# Given text
----
HSBC Holdings Plc will pay $765 million to settle allegations that it sold defective residential mortgage-backed secur- ities, resolving one of the last remaining US investigations stemming from the mortgage melt- down a decade ago.
The sum, announced by US Attorney Bob Troyer in Colorado, is substantially lower than the billions paid by other banks to resolve misconduct linked to these toxic securities. London-based HSBC wasn’t a major player in the market.
With Wells Fargo & Co.’s agreement in August to pay $2 billion and Royal Bank of Scotland Plc’s deal to pay $4.9 billion that same month, the US Department of Justice is now near the end of its decade-long effort to extract penalties for the conduct that led to the financial crisis of 2008.
The biggest settlements, struck in 2013 and 2014, called for JPMorgan Chase & Co. and Bank of America Corp. to pay $13 billion and $17 billion, respectively, to resolve their cases.
Unlike prior mortgage-related settlements with the Obama administration, this one doesn’t impose consumer relief or payments to state or federal agencies. For example, Citigroup Inc.’s $7 billion settlement included payments of $2.5 billion to help consumers and $500 million to federal agencies and state governments.
HSBC entered into the agreement without admitting liability or wrongdoing, according to an emailed statement from the bank. The Justice Department had said that HSBC’s process for verifying the quality of the loans in its mortgage securities broke down from 2005 to 2007, with managers ignoring or overruling compliance warnings. In the process, it misled investors, the government said.
“We are pleased to put this investigation related to activity that occurred more than a decade ago behind us,” HSBC’s US chief executive officer, Patrick Burke, said in the statement. “The US management team is focused on putting historical matters into the rear view mirror and completing the turnaround of HSBC’s US operations.”
The Justice Department cited instances in which it says HSBC bankers knew they were selling bad loans to investors. In 2007, for example, one HSBC trader, referring to a residential mortgage-backed security the bank was about to issue, said “It will suck,” according to the Justice Department.
----
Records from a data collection
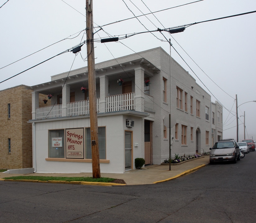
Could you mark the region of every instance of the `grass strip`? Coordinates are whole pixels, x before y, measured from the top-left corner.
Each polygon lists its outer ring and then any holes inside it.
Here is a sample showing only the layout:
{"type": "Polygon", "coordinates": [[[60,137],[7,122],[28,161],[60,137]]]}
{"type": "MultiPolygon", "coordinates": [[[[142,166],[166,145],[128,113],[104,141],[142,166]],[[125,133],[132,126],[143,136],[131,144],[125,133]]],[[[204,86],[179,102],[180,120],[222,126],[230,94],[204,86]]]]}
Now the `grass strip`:
{"type": "Polygon", "coordinates": [[[4,177],[3,179],[10,180],[36,180],[42,181],[86,181],[87,182],[108,183],[115,179],[108,177],[93,178],[87,177],[43,177],[42,176],[17,176],[4,177]]]}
----
# Goal of the exercise
Using the article on the HSBC mortgage-securities settlement, list every bank it names along with the settlement amount it gives for that bank.

# Solution to the problem
- HSBC Holdings Plc: $765 million
- Wells Fargo & Co.: $2 billion
- Royal Bank of Scotland Plc: $4.9 billion
- JPMorgan Chase & Co.: $13 billion
- Bank of America Corp.: $17 billion
- Citigroup Inc.: $7 billion